SET TASK A
Reproduce the listing from the line with "I'd really appreciate it if you could detect the dusty" through the line with "3 88 55 150", keeping both end lines and the request line, and shift every answer coordinate by adding -71 to it.

# Firefighters and EERO



## rktect 1 (Apr 29, 2011)

Well, spring is here and lots of permits are coming in for replacement windows.  And after my review comments go out, I get lots of heated phone calls asking what the hell I am thinking in regards to EERO?  Why am I making a person who has an existing double hung window replace it with a casement?

It's getting pretty bad too.  So I asked one of our firefighters.  When was the last time one of our firefighters was up on a ladder, trying to get into a house through a single sash of a double hung window unit?   And his answer was not at all surprising.  He said, never.  Doesn't happen.  The firefighter would go up the ladder, stick his axe through the glass, and rip out both sashes and possibly even the frame.

So why am I fighting this 5.7 square foot EERO issue?

Can any of the fire fighters or related personel, tell me when the last time they heard of a fire fighter going through the bottom sash of a double hung unit?


----------



## FM William Burns (Apr 29, 2011)

> The firefighter would go up the ladder, stick his axe through the glass, and rip out both sashes and possibly even the frame.


I can relate to that statement for sure.  Regarding access, he is probably correct..... now if we had a victim at the window, we would most likely snatch and grab through the bottom or rip it out if nobody was showing.


----------



## Inspector 102 (Apr 29, 2011)

I teach my crews to remove as much window as possible, ax or no ax. We set up a ladder for secondary egress anytime a crew is working above the first floor and have been practicing firefighter bail-outs. It is quite impressive to see how fast someone can bail out a window with a little practice. Give the wrong circumstances, I can go through a 1 ft. x 1 ft. opening pretty fast too.


----------



## cda (Apr 29, 2011)

Also the person in the bedroom is going most of the time open the window normally


----------



## brudgers (Apr 29, 2011)

rktect 1 said:
			
		

> So why am I fighting this 5.7 square foot EERO issue?


Because if you didn't enforce it there would be little sense in requiring a permit for size for size window replacements.

It's sort of a self justifying bureaucratic feedback loop.

We require a permit because there is the EERO requirement + We enforce the EERO requirement because we require a permit.

SET TASK B
In the thread on firefighters and EERO, what did the firefighter that rktect 1 asked say when asked how often firefighters get into a house through a single sash of a double hung window?

Coordinate annotation entries:

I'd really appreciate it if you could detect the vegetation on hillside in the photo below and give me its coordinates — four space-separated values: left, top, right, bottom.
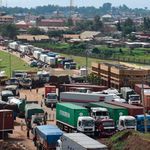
0 51 35 76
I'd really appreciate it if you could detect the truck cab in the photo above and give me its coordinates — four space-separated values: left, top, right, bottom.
44 93 58 106
95 118 116 137
77 116 95 135
135 115 150 132
91 107 109 120
128 94 140 105
118 116 136 131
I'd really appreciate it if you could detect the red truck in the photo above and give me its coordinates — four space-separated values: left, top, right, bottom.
0 109 14 138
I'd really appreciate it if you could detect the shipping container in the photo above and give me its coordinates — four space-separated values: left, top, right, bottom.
89 102 128 124
134 84 150 96
106 101 143 116
56 103 89 128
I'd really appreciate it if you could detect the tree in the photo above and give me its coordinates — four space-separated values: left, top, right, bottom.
27 27 45 35
122 18 136 36
0 24 18 39
102 3 112 13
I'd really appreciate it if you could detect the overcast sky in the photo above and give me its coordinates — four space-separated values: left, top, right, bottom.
2 0 150 8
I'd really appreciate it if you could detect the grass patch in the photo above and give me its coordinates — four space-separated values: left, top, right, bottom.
0 51 35 77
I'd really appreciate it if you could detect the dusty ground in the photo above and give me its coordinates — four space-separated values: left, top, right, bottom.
3 88 55 150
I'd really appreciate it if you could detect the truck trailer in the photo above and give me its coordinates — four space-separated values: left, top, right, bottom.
89 102 128 125
56 103 95 135
106 101 143 116
0 109 14 138
33 125 63 150
57 133 108 150
60 92 113 106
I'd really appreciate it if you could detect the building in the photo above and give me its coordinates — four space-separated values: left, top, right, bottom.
0 15 14 24
92 63 150 89
37 19 65 27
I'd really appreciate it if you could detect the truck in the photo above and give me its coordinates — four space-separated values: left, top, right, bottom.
44 85 58 106
0 109 14 138
118 116 136 131
4 85 19 96
121 87 141 105
25 103 44 129
56 103 95 136
90 107 116 137
135 115 150 132
89 102 128 125
60 92 113 106
106 101 143 116
8 97 26 117
1 90 14 102
19 77 32 88
56 133 108 150
33 125 63 150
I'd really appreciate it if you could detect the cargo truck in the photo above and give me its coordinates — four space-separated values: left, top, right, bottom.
56 103 95 136
33 125 62 150
44 85 58 106
4 85 19 96
0 109 14 138
60 92 113 106
56 133 108 150
89 102 128 125
25 103 44 129
106 101 143 116
118 116 136 131
8 97 26 117
121 87 141 105
135 115 150 132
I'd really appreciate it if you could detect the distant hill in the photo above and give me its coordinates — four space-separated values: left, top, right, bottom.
0 3 150 18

SOLUTION A
I'd really appreciate it if you could detect the dusty ground in the photo above and give me its coordinates — four space-separated values: left, top, right, bottom.
-68 17 -16 79

SOLUTION B
He said never, and that it doesn't happen.